Passage given:
*****
Still, the "another hurler" part might prove dicey, since there just isn't much left. This is not to say I doubt the team's ability to coax quality innings out of just about anyone. Who's the next miracle lefty willing to volunteer? Donovan Osborne? Brad Woodall? Dave Otto? Shane Rawley? It might be Chris Michalak, actually. Close enough.
The Post article notes Columbus starters Joel Hanrahan and Emiliano Fruto have had their own injury issues. I suppose -- in light of the injuries that have befallen four-fifths of the big league Opening Day rotation -- this would be called the "I learned it from watching you, okay?" defense. Hanrahan actually pitched on Monday evening, tossing three scoreless innings. He was great before a groin injury set him to the DL, but he's obviously not an option for Friday now. For what it's worth, the ex-Dodger farmhand's line Monday seems to indicate an erratic and inefficient outing: 69 pitches, 35 strikes, and four walks.
Another option seems to be righty Tim Redding, a foolish favorite of mine during the spring's rotation derby. He has a 6.54 ERA at Columbus. Billy Traber is apparently not an option for Friday's start. The team appears steadfast in its preference that Traber remain in the bullpen.
For the dumpster-divers among us (and who isn't?), Sir Sidney remains unemployed but Mark Redman took a minor league deal with Texas.
*****
Provided material:

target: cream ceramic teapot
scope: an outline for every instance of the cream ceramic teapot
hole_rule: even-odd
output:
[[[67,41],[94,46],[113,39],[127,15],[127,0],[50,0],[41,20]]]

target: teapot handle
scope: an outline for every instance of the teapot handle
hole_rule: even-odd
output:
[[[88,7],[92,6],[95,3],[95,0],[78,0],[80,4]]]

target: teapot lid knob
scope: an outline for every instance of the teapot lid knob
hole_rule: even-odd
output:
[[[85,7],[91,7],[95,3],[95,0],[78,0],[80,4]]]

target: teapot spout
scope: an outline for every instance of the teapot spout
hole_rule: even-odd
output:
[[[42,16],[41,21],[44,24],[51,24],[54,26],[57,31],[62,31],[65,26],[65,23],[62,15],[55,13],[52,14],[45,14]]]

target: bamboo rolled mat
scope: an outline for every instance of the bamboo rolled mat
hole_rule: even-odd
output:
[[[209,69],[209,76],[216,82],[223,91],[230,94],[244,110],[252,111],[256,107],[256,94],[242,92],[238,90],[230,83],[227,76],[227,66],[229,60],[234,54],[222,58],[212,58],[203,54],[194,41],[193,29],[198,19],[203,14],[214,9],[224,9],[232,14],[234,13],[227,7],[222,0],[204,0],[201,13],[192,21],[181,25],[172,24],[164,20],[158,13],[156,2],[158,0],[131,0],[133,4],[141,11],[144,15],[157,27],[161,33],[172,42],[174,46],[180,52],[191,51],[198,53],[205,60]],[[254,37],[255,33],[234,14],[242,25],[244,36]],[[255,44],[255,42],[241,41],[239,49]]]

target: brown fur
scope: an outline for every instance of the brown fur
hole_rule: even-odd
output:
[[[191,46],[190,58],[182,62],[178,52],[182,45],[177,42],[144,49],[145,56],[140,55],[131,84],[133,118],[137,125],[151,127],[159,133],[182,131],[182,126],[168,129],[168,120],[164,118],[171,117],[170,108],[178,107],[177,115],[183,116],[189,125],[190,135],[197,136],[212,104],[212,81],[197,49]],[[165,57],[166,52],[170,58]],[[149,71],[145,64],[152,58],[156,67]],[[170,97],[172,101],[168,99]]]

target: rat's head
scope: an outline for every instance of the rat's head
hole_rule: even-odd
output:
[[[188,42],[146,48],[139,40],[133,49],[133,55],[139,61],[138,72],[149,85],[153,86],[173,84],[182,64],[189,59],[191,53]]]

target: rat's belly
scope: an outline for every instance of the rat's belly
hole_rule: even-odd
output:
*****
To-do list:
A - In the pitching passage, what ERA does Tim Redding have at Columbus?
B - Reproduce the pitching passage word for word from "Another option seems" to "deal with Texas.".

In response:
A - 6.54

B -
Another option seems to be righty Tim Redding, a foolish favorite of mine during the spring's rotation derby. He has a 6.54 ERA at Columbus. Billy Traber is apparently not an option for Friday's start. The team appears steadfast in its preference that Traber remain in the bullpen.
For the dumpster-divers among us (and who isn't?), Sir Sidney remains unemployed but Mark Redman took a minor league deal with Texas.